Before you can run the migration and populate the data, you need to ensure your local environment is set up correctly. This involves having a PostgreSQL database with the PostGIS extension installed and adding the necessary gems to your Rails application.

• Database: You must have a PostgreSQL database running locally.

• PostGIS Extension: The PostGIS extension needs to be installed on your local PostgreSQL server.

### macOS using brew
brew install postgresql postgis

### Linux (Debian/Ubuntu)
sudo apt-get install postgresql postgresql-contrib postgis

boundary column in geo_area

The datatype of the boundary column must be a PostGIS geometry type. Because our data may contain both single Polygon features and multi-part MultiPolygon features, we will use the more generic geometry type to ensure compatibility.

• geometry: The base PostGIS data type for all spatial objects. It is flexible enough to store various shapes, including points, lines, polygons, and multi-part geometries.

• 4326: This is the SRID(Spatial Reference System Identifier). It explicitly tells PostGIS that the coordinates are in the WGS 84 system, which uses latitude and longitude.

Implementation

We will implement this by creating a database migration to modify the schema and a separate Rake task or seeder for data population. In this case, we'll use a Rake task.

Migration

First, generate a Rails migration to add the boundary column to the geo_areas table and enable the PostGIS extension. This migration ensures the database schema is correctly set up.

class AddPostgisBoundaryToGeoAreas < ActiveRecord::Migration[7.0]
  def change
    # Enables the PostGIS extension
    enable_extension 'postgis'

    add_column :geo_areas, :boundary, :geometry, limit: { srid: 4326 }
    add_index :geo_areas, :boundary, using: :gist # Creates a spatial index for fast lookups
  end
end

After running rails db:migrate, our geo_areas table will have the new boundary column.

### Tasks for this exercise
A. According to the PostGIS setup guide, why does the boundary column use the generic geometry type? Answer in one to three sentences.
B. In the PostGIS setup guide, what does the SRID 4326 tell PostGIS about the coordinates?
C. Write the next part of the PostGIS setup guide, starting after its last sentence.

### Stored records
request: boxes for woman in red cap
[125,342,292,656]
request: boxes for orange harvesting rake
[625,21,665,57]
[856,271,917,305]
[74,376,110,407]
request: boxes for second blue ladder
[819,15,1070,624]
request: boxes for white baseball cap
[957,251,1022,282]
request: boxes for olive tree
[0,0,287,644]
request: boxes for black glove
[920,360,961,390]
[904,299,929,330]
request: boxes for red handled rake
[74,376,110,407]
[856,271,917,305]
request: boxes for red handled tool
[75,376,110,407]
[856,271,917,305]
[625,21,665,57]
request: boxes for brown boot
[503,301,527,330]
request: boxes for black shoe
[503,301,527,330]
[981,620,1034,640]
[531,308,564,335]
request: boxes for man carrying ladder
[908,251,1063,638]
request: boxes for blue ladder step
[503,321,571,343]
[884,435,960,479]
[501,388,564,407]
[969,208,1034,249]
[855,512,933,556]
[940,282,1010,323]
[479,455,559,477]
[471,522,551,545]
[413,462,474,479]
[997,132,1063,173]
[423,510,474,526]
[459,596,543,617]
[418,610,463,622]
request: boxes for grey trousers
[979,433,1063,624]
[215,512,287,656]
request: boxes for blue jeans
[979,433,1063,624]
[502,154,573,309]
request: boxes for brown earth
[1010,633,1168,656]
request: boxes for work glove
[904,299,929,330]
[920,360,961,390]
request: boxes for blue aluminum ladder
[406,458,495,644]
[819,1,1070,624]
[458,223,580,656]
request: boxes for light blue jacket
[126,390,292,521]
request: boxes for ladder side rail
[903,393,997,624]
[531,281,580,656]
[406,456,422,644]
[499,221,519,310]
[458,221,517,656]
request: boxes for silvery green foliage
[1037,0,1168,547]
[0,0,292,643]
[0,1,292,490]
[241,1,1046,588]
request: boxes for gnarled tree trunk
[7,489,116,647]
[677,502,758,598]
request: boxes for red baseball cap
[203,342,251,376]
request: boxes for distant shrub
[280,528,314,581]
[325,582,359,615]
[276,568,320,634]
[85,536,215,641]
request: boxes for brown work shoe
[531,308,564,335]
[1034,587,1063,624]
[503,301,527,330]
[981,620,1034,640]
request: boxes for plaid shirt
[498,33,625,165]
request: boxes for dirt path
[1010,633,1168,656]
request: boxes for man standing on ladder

### Answers for the tasks
A. The data may contain both single Polygon features and multi-part MultiPolygon features. The generic geometry type can store both, so it keeps the column compatible with all of them.

B. It tells PostGIS that the coordinates are in the WGS 84 system, which uses latitude and longitude.

C.
Data Population

We'll need to create a Rake task to read the GEOJSON file and fill the boundary column. The task will use the RGeo gem to parse the GEOJSON and the ST_GeomFromGeoJSON function in SQL to convert the data into a PostGIS-compatible format.

# lib/tasks/geo.rake
require 'json'

namespace :geo do
  desc 'Populates geo_areas with boundary data from GEOJSON'
  task populate_boundaries: :environment do
    puts 'Loading GEOJSON data...'
    geojson_file  = File.read(Rails.root.join('storage', 'subzone_boundary.geojson'))
    geojson_data  = JSON.parse(geojson_file)
    updated_count = 0

    Geo::Area.transaction do
      geojson_data['features'].each do |feature|
        properties              = feature['properties']
        geometry_geojson_string = feature['geometry'].to_json

        # Extract the SUBZONE_C code from the Description HTML string using a regex
        subzone_code_match = properties['Description'].match(/<th>SUBZONE_C<\/th> <td>(.*?)<\/td>/)

        if subzone_code_match && subzone_code_match[1]
          subzone_code = subzone_code_match[1]
          geo_area     = Geo::Area.find_by(code: subzone_code)

          if geo_area
            # Use raw SQL to update the boundary to prevent ActiveRecord from
            # treating the ST_GeomFromGeoJSON function as a literal string.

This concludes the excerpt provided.